** What is expected **
Please tally the lines of the records that contain the word "white" and give only the number.

(Saved data entries)

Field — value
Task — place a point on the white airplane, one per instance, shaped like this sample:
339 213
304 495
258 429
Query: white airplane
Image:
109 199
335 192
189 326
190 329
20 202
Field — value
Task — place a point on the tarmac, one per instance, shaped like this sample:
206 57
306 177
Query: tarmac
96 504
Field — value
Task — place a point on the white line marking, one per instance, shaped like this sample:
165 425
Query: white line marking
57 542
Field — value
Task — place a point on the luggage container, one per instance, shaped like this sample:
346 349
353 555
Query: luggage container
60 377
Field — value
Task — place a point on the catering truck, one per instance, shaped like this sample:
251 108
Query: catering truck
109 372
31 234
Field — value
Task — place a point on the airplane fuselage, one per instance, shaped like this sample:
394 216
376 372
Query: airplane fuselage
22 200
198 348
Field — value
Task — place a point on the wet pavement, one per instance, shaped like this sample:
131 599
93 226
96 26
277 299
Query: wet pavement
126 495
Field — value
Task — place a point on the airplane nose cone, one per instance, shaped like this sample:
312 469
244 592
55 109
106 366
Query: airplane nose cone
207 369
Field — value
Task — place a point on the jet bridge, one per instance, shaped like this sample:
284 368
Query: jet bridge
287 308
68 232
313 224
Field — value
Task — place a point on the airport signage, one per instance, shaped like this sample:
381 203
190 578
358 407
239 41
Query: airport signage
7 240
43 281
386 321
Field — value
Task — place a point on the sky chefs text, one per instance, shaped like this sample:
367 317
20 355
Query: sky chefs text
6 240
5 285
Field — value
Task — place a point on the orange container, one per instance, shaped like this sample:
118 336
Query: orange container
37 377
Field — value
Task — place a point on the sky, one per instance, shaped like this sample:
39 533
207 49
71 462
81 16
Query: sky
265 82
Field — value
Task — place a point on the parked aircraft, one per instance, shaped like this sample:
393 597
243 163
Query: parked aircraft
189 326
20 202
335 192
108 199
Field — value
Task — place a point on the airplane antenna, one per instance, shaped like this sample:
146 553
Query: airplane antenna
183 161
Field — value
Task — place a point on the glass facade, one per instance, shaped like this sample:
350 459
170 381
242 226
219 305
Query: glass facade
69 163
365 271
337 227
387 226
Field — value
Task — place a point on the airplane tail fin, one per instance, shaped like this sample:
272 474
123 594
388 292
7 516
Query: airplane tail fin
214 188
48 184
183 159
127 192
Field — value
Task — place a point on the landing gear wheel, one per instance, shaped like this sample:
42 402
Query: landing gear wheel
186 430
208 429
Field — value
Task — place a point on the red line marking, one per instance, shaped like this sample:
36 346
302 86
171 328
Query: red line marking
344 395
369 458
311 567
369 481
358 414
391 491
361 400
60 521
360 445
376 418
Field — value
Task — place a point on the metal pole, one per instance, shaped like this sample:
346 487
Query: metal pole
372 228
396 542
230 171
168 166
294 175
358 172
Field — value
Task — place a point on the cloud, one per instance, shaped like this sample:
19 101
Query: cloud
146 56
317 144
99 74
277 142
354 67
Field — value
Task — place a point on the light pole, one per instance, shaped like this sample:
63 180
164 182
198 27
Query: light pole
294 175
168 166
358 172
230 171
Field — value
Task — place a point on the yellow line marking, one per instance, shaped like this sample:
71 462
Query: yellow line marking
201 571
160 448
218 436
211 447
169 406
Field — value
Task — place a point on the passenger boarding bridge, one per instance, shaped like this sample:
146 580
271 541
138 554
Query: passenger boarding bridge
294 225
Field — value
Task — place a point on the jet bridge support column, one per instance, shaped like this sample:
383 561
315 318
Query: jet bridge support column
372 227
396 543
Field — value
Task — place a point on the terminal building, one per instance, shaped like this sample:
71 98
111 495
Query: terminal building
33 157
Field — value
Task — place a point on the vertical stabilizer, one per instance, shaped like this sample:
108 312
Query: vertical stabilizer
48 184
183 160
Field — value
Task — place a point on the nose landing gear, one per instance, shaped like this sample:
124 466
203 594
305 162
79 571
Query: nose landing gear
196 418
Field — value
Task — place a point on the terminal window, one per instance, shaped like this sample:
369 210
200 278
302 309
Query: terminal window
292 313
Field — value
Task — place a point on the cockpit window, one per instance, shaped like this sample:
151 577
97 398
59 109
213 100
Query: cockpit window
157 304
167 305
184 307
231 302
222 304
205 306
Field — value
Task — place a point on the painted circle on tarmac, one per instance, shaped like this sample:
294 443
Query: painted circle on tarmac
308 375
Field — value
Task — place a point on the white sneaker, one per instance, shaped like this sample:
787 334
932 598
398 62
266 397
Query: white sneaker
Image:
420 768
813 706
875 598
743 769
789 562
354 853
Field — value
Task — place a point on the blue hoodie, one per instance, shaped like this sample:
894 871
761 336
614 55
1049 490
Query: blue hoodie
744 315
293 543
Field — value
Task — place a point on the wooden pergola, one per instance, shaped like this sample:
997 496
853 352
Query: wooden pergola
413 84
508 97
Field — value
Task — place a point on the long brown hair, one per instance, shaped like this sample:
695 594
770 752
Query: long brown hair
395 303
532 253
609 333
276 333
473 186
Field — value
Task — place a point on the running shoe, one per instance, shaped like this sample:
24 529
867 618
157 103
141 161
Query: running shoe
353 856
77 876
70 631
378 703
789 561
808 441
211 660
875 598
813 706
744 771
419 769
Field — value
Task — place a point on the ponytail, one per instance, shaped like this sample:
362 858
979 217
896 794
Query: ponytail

** Solution **
6